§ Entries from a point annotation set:
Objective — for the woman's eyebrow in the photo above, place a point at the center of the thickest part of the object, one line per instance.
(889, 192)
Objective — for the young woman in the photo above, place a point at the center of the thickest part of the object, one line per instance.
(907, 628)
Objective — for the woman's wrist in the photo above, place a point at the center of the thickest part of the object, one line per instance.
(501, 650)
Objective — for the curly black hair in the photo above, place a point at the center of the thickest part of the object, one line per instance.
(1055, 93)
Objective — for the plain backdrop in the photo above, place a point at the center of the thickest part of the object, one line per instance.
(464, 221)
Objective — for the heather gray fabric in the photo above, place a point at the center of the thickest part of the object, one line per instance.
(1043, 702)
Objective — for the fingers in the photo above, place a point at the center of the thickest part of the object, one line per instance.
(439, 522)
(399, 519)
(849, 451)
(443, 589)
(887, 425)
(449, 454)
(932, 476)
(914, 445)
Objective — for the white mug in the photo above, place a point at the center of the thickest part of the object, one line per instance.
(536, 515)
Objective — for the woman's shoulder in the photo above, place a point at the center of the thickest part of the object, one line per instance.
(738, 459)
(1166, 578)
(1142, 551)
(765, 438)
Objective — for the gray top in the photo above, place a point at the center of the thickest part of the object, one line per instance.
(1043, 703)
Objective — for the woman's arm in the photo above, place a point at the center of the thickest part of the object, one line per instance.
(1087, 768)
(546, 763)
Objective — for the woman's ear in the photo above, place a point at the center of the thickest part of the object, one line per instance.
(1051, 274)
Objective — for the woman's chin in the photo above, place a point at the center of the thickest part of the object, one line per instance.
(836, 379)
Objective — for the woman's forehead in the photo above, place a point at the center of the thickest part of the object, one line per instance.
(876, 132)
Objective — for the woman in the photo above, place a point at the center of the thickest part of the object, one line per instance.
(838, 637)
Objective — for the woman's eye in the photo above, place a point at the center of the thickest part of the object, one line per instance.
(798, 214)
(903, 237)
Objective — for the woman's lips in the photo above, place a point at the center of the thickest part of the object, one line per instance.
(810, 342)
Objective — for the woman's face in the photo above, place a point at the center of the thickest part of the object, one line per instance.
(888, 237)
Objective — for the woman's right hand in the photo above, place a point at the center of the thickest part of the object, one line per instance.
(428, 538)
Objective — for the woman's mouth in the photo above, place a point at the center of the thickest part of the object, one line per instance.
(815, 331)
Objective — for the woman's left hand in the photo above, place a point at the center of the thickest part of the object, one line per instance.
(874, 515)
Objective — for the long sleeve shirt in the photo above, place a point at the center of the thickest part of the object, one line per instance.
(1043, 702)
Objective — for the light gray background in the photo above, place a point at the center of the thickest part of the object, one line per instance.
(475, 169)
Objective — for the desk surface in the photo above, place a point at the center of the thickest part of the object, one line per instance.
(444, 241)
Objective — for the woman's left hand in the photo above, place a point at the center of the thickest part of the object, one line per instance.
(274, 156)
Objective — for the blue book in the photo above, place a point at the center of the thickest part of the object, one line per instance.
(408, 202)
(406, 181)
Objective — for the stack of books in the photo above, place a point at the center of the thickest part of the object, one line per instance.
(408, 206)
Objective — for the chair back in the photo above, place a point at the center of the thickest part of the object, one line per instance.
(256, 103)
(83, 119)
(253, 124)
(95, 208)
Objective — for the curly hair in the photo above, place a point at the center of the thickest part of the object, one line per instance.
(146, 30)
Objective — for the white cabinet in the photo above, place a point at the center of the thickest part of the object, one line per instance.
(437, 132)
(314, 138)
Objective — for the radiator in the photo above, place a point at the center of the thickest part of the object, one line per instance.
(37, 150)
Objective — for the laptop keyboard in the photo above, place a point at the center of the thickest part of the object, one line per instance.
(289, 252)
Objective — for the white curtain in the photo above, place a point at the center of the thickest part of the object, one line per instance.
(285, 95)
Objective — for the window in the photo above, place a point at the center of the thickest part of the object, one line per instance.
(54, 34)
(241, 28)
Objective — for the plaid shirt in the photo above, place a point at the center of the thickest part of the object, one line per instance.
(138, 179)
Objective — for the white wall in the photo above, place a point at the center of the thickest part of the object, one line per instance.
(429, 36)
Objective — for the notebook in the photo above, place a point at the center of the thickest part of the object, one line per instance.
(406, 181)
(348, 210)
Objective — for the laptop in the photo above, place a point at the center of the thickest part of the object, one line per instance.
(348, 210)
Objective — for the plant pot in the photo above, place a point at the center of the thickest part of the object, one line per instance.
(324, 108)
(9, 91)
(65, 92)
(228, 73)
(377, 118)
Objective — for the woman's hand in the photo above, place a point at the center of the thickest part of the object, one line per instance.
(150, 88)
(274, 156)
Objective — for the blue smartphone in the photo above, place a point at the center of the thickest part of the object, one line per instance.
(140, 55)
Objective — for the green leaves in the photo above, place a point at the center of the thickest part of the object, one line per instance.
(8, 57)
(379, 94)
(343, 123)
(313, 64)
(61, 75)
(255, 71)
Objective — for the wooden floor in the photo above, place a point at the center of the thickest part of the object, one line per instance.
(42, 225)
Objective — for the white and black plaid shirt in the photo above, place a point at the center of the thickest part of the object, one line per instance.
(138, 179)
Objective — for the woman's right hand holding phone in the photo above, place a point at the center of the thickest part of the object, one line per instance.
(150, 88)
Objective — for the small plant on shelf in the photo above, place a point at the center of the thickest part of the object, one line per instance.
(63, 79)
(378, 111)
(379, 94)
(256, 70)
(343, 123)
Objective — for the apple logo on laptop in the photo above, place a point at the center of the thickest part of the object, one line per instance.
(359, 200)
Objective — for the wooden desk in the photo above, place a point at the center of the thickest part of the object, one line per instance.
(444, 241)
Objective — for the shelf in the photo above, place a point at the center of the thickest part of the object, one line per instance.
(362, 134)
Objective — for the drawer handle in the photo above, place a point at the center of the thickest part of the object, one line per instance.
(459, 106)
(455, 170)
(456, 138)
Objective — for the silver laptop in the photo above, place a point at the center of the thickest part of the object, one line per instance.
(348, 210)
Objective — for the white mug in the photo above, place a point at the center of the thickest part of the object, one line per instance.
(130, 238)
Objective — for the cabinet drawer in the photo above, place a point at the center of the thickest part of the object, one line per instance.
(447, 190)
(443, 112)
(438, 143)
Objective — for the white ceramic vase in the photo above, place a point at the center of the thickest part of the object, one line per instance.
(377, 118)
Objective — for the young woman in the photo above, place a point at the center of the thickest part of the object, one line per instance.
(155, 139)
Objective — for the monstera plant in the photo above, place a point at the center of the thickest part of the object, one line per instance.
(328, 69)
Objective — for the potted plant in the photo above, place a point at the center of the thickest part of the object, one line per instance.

§ Work to be completed: Your task is to print the whole listing again exactly.

§ Response to the exercise:
Objective — for the woman's eyebrow in the photo above, place a point at the center of the thickest part of the object, one line per instance.
(889, 192)
Objective — for the young woman in the photo above, place a point at the center of the thickest part of the object, one line per instance.
(907, 628)
Objective — for the woman's wrist in the photo above, place a point at the center of the thickest part of the object, one line per instance.
(501, 650)
Objective — for the curly black hair in the photo above, place a point at the center of the thickest part of the object, one line per instance.
(1055, 93)
Objective — for the plain backdrop in the photo above, place a point at the center of the thickest part of the object, one line per instance.
(464, 221)
Objective — for the heather gray fabric in the photo above, place a point at the center of the thickest part of the object, one line per instance.
(1043, 702)
Objective — for the fingers in the photo above, place a point at the center of the thickest part of the object, one line per instance.
(439, 522)
(399, 519)
(849, 451)
(443, 589)
(887, 425)
(449, 454)
(932, 476)
(914, 445)
Objective — for the white mug in the photo above, place a point at the center of the thickest part of the object, one line per instance.
(536, 515)
Objective — for the woman's shoulder in the photo above, place a point at the center of the thickest part of the object, one line per instance.
(738, 459)
(1166, 578)
(1142, 551)
(765, 438)
Objective — for the gray top in the photo above, place a point at the center of the thickest part of the object, one line per instance.
(1043, 703)
Objective — for the woman's arm in the photo above, place a point at the center of the thickest part of the object, one line per instance.
(1087, 768)
(546, 763)
Objective — for the woman's ear in the photo above, place a point at the center of the thickest part of the object, one line per instance.
(1051, 274)
Objective — for the woman's chin in the photo above, place a point at the center of the thickest part of the object, one line per instance.
(836, 379)
Objective — for the woman's forehead in the photo above, place a point at the center of the thickest part of the object, one line per instance.
(876, 132)
Objective — for the woman in the photo above, place a point at the center of the thickest part of the object, one line per instance.
(838, 637)
Objective — for the woman's eye in the photo above, place a point at the center of the thickest part of the object, one line per instance.
(798, 214)
(903, 237)
Objective — for the woman's lips in the photo above, place a point at the center of the thickest part of the object, one line per instance.
(810, 342)
Objective — for the woman's face in the photo above, place a point at the center of the thickest part of the object, one line per instance.
(888, 237)
Objective — for the woman's right hand in the photo above, place a point at the center of the thickest part of the object, one line per instance.
(428, 538)
Objective — for the woman's mouth in the photo above, place a point at the center of the thickest part of the object, one line per instance.
(815, 331)
Objective — for the woman's left hand in the photo above, place a point at the center of the thickest part of the object, one line per instance.
(874, 515)
Objective — for the long sleeve shirt in the photo above, place a point at the center of the thickest part of the object, one line per instance.
(1043, 702)
Objective — for the light gray background in the photo above, place a point at the center of the thickest part of the object, one line per instance.
(475, 169)
Objective — for the desk surface in the photo above, place a point at the center of the thickest part of the object, one line per instance.
(444, 241)
Objective — for the woman's left hand in the photo above, place a point at the center of the thickest part of the object, one line per instance.
(274, 156)
Objective — for the blue book in the photo above, place a point at the center of the thickest part of the object, one line per instance.
(408, 202)
(406, 181)
Objective — for the stack of books in the photo above, place a point at the center of the thickest part of the object, one line per instance.
(408, 206)
Objective — for the chair back in the photo above, place a point at the center of the thickest part of the object, one line per instance.
(256, 103)
(83, 119)
(253, 124)
(95, 208)
Objective — for the curly hair in the photo above, place a point at the center of the thickest part of the object, one line per instance.
(146, 30)
Objective — for the white cabinet in the photo above, place a point at the center of the thickest part of the object, one line per instance.
(437, 132)
(314, 138)
Objective — for the radiator in the photo above, place a point at the center of the thickest part of the object, one line per instance.
(37, 150)
Objective — for the laptop keyboard in the photo above, place a point at the center of the thickest part of the object, one line per instance.
(289, 252)
Objective — for the white curtain in the photo above, place a point at the center of the thickest part of the object, one line per instance.
(285, 95)
Objective — for the window in the photo above, place a point at the center of the thickest part of the object, one line per instance.
(54, 34)
(241, 28)
Objective — for the plaid shirt in the photo above, place a point at the center of the thickest part of the object, one line per instance.
(138, 179)
Objective — for the white wall in the photo above, place a point at the center of the thickest part of the object, one line per instance.
(429, 36)
Objective — for the notebook in the photo above, place a point at the center of the thickest part of the object, one line per instance.
(406, 181)
(348, 210)
Objective — for the laptop in the photo above, place a point at the center of the thickest part of the object, one line per instance.
(348, 210)
Objective — for the plant pot in the photo above, place a point at the center of the thickest part of the object, one line per instance.
(324, 108)
(9, 91)
(65, 92)
(228, 73)
(377, 118)
Objective — for the woman's hand in the photo above, place a point at the center of the thickest part of the object, one line per instance.
(150, 88)
(274, 156)
Objective — for the blue smartphone in the photo above, place a point at the center of the thickest part of the object, one line per instance.
(140, 55)
Objective — for the green leaves in the photo above, place a point at the center of the thickest part of the object, one line per instance.
(8, 57)
(379, 94)
(343, 123)
(313, 64)
(61, 75)
(255, 71)
Objective — for the wooden floor in the photo above, place a point at the center of the thickest part of the object, one line per instance.
(42, 225)
Objective — for the white and black plaid shirt in the photo above, place a point at the center of the thickest part of the object, one line per instance.
(138, 179)
Objective — for the woman's right hand holding phone in the photo above, place a point at the center of the thickest part of the object, one line per instance.
(150, 88)
Objective — for the small plant on shelf in the photo above, place a point at the center of the thickest part of the object, one line per instance.
(63, 79)
(378, 111)
(379, 94)
(256, 70)
(343, 123)
Objective — for the apple logo on laptop in the photo above, place a point at the center of the thickest part of the object, one line per instance.
(359, 200)
Objective — for the wooden desk in the photo above, place a point at the center of the thickest part of the object, one line per instance.
(444, 241)
Objective — for the shelf in the photo above, place a point at the center of the thickest part of the object, one line per instance.
(362, 134)
Objective — for the drawer handle in the photo above, place a point at the center of the thickest part of the object, one line per instance.
(459, 106)
(455, 170)
(456, 138)
Objective — for the silver laptop in the photo above, place a point at the center of the thickest part of the object, one line per instance.
(348, 210)
Objective — for the white mug in the photo above, place a point at the center of the thickest part of the object, one line per instance.
(130, 238)
Objective — for the cabinet drawer in the photo above, place a point at the center of the thickest part of the object, one line per instance.
(447, 190)
(443, 112)
(438, 143)
Objective — for the white ceramic vase in the photo above, place a point at the center of the thickest part of the object, one line per instance.
(377, 118)
Objective — for the young woman in the photo above, place a point at the center of the thickest part of the object, one line per instance.
(155, 139)
Objective — for the monstera plant in the photo above, place a point at the center of the thickest part of the object, one line per instance.
(328, 69)
Objective — for the potted plant in the photo above, place a point at the center of the thickest part of the object, one line per instance.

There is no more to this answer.